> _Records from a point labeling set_
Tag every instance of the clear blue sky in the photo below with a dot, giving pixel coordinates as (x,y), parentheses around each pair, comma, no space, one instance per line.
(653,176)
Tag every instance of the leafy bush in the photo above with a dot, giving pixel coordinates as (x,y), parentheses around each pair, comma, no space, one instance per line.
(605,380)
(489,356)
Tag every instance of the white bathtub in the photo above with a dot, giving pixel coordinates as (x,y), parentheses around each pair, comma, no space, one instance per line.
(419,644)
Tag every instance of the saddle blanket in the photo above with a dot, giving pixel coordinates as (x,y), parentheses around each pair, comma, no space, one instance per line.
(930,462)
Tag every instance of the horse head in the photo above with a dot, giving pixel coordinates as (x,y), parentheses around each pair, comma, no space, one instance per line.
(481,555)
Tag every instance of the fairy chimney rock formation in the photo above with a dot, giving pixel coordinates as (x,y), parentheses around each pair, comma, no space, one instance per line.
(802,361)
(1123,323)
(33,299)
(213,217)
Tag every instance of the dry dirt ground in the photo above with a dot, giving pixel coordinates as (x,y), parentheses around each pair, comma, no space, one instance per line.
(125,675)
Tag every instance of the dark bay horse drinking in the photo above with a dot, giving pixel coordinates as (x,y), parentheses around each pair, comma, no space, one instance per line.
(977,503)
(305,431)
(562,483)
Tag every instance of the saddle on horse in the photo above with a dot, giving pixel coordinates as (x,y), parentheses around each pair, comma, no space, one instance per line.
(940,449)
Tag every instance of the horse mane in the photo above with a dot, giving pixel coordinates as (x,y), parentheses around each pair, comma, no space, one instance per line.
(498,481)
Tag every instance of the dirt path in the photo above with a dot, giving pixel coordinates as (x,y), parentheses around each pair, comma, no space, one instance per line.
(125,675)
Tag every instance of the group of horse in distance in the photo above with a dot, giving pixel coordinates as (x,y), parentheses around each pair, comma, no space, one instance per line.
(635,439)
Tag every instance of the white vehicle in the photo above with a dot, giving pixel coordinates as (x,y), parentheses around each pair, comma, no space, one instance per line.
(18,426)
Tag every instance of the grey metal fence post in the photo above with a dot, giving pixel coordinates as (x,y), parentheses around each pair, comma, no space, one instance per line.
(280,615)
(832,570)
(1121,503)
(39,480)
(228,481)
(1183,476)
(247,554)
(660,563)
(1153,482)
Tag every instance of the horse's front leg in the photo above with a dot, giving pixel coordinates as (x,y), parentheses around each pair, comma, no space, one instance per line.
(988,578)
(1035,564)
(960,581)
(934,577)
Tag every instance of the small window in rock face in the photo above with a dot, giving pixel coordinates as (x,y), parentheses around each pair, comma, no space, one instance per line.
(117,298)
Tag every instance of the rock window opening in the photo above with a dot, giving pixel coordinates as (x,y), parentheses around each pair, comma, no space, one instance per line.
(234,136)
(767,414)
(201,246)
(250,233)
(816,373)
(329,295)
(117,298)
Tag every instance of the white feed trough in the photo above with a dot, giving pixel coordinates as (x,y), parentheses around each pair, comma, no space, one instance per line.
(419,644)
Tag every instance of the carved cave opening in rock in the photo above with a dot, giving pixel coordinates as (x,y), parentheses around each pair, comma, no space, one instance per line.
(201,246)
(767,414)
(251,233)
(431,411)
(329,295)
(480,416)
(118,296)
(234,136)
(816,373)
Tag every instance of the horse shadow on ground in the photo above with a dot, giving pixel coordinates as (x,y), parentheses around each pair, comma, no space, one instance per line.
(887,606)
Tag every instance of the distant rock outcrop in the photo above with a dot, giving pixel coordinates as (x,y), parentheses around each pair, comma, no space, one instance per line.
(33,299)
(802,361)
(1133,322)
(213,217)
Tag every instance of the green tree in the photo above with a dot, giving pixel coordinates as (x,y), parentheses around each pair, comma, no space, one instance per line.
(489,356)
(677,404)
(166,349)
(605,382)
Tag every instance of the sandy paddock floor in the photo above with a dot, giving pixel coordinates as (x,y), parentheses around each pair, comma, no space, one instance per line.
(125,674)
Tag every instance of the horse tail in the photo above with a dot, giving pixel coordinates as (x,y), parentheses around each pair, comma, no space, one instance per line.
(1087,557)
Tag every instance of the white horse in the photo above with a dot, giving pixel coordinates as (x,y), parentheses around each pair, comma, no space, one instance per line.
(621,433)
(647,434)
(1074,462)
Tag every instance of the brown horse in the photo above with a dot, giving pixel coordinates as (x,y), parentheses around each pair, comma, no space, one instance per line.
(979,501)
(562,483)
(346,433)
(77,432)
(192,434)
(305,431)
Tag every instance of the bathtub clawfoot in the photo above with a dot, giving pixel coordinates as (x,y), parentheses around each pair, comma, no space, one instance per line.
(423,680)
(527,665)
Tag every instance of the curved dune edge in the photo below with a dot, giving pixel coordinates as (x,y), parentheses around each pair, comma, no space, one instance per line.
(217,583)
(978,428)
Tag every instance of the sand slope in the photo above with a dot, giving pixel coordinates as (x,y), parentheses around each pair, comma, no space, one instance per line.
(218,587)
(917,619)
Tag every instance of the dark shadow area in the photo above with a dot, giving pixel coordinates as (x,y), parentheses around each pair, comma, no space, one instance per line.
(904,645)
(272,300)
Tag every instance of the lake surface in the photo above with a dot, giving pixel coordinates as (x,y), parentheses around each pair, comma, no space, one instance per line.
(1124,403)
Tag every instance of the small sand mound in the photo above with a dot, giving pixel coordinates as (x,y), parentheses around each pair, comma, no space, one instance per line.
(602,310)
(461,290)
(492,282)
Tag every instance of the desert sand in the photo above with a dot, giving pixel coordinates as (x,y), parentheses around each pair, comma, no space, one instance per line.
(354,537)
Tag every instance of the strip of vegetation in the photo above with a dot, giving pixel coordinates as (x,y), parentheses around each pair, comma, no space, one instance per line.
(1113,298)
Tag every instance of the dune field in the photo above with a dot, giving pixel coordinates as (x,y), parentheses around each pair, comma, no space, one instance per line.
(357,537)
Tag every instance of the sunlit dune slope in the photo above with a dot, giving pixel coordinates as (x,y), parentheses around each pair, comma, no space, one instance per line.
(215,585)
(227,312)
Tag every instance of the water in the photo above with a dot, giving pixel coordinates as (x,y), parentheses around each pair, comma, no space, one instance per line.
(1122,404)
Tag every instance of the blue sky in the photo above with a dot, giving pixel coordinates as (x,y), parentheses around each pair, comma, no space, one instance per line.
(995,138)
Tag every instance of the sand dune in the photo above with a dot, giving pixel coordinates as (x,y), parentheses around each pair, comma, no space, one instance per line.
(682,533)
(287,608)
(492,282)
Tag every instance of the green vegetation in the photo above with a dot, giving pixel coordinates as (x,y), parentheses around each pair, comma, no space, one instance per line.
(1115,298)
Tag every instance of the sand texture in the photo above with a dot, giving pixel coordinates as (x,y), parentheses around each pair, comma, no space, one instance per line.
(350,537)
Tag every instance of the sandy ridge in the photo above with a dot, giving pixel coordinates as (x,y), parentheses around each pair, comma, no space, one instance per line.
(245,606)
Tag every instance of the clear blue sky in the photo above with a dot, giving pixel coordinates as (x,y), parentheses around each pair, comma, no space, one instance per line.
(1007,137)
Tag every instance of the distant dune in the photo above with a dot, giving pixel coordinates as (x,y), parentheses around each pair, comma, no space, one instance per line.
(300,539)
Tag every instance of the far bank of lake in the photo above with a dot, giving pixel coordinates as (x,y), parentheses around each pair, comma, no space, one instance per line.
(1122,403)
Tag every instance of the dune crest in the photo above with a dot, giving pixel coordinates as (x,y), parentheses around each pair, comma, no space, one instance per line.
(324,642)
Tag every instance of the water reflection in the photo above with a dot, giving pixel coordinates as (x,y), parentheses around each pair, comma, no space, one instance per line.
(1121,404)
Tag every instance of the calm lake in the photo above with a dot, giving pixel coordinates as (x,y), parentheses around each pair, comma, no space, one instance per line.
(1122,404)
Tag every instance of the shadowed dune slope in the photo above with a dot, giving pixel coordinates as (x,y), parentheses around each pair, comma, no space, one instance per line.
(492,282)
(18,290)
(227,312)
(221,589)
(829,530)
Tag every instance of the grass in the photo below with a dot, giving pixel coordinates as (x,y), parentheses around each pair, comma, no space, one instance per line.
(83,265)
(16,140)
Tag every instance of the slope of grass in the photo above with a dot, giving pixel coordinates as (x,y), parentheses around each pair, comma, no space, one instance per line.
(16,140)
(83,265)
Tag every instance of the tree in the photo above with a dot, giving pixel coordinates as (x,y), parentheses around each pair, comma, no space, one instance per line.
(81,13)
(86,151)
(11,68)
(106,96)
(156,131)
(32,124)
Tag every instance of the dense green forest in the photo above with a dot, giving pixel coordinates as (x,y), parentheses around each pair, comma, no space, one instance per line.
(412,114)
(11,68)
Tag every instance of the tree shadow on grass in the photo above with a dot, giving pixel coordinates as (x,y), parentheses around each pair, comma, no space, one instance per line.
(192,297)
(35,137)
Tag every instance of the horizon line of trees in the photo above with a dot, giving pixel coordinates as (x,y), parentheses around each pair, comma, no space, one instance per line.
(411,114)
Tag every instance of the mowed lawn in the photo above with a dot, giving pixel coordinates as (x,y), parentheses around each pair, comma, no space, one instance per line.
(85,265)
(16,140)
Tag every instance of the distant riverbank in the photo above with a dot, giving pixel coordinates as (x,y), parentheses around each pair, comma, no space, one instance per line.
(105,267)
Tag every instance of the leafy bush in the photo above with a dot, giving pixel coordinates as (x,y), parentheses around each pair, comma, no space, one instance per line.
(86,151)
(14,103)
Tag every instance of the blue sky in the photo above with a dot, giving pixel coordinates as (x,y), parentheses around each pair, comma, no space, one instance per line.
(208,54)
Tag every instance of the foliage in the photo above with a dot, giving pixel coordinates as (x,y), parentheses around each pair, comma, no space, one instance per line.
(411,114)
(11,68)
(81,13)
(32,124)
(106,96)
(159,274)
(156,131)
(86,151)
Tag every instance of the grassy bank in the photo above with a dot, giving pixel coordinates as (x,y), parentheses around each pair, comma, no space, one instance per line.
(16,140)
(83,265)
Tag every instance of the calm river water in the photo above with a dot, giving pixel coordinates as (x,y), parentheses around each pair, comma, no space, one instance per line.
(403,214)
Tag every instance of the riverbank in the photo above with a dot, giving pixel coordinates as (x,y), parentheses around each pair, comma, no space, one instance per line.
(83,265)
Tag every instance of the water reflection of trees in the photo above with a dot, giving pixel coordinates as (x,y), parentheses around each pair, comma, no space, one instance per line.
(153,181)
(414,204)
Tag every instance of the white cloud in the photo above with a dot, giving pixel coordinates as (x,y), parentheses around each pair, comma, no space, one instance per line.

> _Instructions to follow_
Look above for the line containing "Tag every instance of the foliage"; copy from it through the last line, exactly, and nothing more.

> _Exercise answer_
Tag every instance of the foliage in the photo above with a dot, giving pixel coordinates as (x,y), parentheses around each pair, comma, no space, one instance per line.
(411,114)
(11,68)
(81,13)
(32,124)
(106,96)
(159,274)
(156,131)
(86,151)
Tag every instance of the grassy bank in the photo above with a dot, giving pixel coordinates as (x,y), parentheses around each pair, comma, no space, one instance per line.
(16,140)
(83,265)
Tag every instance of the calm river water in the photo above with a dot, giving pixel coordinates as (x,y), parentheses around each pair, comma, no space, one instance per line.
(403,214)
Tag every instance of the riverbank in the photo above with a dot, giving pixel coordinates as (x,y), parentheses around each pair, comma, no space, one instance per line.
(83,265)
Tag every instance of the water reflection of trees in the photo above with a dot, giving pixel coordinates as (x,y), parentheses around each pair, comma, no space, one instance per line.
(153,181)
(414,204)
Tag every instance of the white cloud in the photo above with a dot, giving pixel coordinates as (x,y), parentheses around each pair, comma, no space, one instance per line.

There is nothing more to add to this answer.